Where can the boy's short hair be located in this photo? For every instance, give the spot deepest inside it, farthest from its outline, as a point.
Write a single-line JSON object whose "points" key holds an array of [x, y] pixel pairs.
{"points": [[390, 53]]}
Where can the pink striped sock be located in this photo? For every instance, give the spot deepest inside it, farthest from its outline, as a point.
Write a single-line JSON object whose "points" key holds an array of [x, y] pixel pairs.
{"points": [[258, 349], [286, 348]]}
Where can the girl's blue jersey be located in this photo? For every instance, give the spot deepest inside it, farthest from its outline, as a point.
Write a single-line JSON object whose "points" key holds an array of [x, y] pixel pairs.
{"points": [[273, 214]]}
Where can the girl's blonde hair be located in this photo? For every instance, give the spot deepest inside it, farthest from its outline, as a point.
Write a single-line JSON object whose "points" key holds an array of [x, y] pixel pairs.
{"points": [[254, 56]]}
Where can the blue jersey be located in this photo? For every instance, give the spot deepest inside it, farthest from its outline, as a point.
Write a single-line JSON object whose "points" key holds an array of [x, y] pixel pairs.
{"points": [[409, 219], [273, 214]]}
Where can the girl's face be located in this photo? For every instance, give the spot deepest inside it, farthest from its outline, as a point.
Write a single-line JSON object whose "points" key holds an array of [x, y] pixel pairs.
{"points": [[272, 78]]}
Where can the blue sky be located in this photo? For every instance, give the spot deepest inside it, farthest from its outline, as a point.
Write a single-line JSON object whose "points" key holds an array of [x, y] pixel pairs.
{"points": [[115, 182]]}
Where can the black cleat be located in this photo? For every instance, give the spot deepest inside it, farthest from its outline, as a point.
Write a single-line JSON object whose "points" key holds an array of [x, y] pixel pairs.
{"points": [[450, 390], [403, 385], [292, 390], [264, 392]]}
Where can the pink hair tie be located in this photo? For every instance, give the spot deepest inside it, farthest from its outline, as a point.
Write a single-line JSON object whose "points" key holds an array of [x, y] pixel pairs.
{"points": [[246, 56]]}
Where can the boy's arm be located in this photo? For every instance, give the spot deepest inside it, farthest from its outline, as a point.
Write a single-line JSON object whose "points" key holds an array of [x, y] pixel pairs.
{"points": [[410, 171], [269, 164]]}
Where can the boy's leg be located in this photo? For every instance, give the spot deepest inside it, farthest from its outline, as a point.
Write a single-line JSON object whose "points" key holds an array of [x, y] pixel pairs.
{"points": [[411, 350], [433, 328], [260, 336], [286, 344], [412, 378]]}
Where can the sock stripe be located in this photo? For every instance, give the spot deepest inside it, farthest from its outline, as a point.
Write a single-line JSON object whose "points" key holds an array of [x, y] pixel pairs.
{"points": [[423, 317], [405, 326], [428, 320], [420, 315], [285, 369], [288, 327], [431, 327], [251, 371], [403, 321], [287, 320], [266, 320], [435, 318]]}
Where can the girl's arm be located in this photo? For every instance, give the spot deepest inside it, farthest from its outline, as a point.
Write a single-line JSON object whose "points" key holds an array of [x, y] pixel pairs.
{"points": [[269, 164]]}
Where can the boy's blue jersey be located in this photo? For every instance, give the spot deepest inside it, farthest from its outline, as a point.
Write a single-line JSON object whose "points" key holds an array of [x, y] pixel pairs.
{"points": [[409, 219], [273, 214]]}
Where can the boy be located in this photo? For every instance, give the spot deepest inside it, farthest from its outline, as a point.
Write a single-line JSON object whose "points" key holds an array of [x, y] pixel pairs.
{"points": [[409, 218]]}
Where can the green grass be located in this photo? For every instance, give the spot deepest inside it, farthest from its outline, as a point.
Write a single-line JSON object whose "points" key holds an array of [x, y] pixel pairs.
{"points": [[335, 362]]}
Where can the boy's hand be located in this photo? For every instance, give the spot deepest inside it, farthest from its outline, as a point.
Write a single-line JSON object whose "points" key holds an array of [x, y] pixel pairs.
....
__GIVEN PROBLEM__
Rewrite all of the items above as a numbered list, omitting any blank lines.

__RESULT FOR THIS TASK__
1. Where can the boy's short hair be located in this photo? For every instance, give the spot deepest inside it, farthest from its outline, as a point.
2. Write a single-line JSON object whose "points" key holds an array of [x, y] pixel pairs.
3. {"points": [[390, 53]]}
4. Where can the pink striped sock be located in this photo? For every instance, give the spot deepest inside it, farthest from its outline, as a point.
5. Write a single-line JSON object whose "points" key holds an array of [x, y] pixel pairs.
6. {"points": [[258, 349], [286, 348]]}
7. Where can the girl's blue jersey be located in this photo? For every instance, give the spot deepest inside it, farthest from its outline, as a point.
8. Write a single-line JSON object whose "points" key holds an array of [x, y] pixel pairs.
9. {"points": [[273, 214]]}
10. Where can the girl's blonde hair be located in this photo? For every instance, give the spot deepest inside it, farthest from its outline, as a point.
11. Write a single-line JSON object whose "points" key holds an array of [x, y] pixel pairs.
12. {"points": [[254, 56]]}
13. Where can the blue jersey be located in this photo? For every instance, give the spot deepest inside it, farthest from its outline, as a point.
14. Write a single-line JSON object whose "points" key holds an array of [x, y] pixel pairs.
15. {"points": [[409, 219], [273, 214]]}
16. Where can the girl's face be located in this photo? For every instance, give the spot deepest inside it, farthest from its outline, as a point.
17. Write a single-line JSON object whose "points" key holds an array of [x, y] pixel pairs.
18. {"points": [[272, 78]]}
19. Where can the blue sky be located in this photo? For every instance, give the spot deepest inside it, farthest from its outline, as a point.
20. Write a single-line JSON object whose "points" key holds an array of [x, y] pixel pairs.
21. {"points": [[115, 182]]}
22. Where can the black cleat be located in this photo? For every instance, give the spot deepest inside it, farthest from its outline, as a point.
23. Write a single-line JSON object whose "points" key holds an array of [x, y] pixel pairs.
24. {"points": [[450, 390], [403, 385], [292, 390], [264, 392]]}
25. Where can the pink hair tie be located in this photo? For every instance, give the spot deepest inside it, farthest from its outline, as a point.
26. Write a single-line JSON object whose "points" key holds an array of [x, y] pixel pairs.
27. {"points": [[246, 56]]}
28. Where can the boy's arm be located in this photo? For every instance, give the spot deepest inside it, farthest from its outline, as a point.
29. Write a single-line JSON object whose "points" key holds an array of [x, y] pixel pairs.
30. {"points": [[410, 171], [269, 164]]}
31. Where can the boy's leg be located in this photo? For every instance, give the spot deepest inside it, farthest from its outline, as a point.
32. Write a single-line JSON object whose "points" key holds an array of [x, y] pixel pairs.
33. {"points": [[411, 350], [433, 328], [260, 336], [286, 344], [412, 378]]}
34. Where can the sock stripe be located in this photo? For every instance, give the spot deepest inside it, farthest from its outline, as a point.
35. Write a single-line JSON object whose "points" key holds an array of [x, y] pixel pairs.
36. {"points": [[423, 317], [405, 326], [428, 320], [420, 315], [285, 369], [288, 327], [431, 327], [251, 371], [403, 321], [287, 320], [266, 320], [435, 318]]}
37. Where can the girl's arm be located in this photo? For every instance, give the spot deepest inside it, farthest from its outline, as a point.
38. Write a single-line JSON object whose "points" key holds an array of [x, y] pixel pairs.
39. {"points": [[269, 164]]}
40. Where can the boy's blue jersey be located in this photo? For every instance, give the spot deepest inside it, farthest from its outline, as a point.
41. Write a single-line JSON object whose "points" key holds an array of [x, y] pixel pairs.
42. {"points": [[409, 219], [273, 214]]}
43. Where can the boy be located in this photo? For every instance, give the spot deepest inside it, farthest from its outline, as a point.
44. Write a single-line JSON object whose "points" key holds an array of [x, y] pixel pairs.
45. {"points": [[409, 218]]}
46. Where can the green grass be located in this photo? For every instance, give the spot deepest inside it, farthest from its outline, as a point.
47. Write a single-line JSON object whose "points" key holds an array of [x, y] pixel pairs.
48. {"points": [[335, 362]]}
49. Where can the boy's hand be located in this photo? For every instance, give the spot deepest inside it, farthest from its outline, as a point.
50. Write a single-line JSON object whose "points" key holds an array of [x, y] pixel pairs.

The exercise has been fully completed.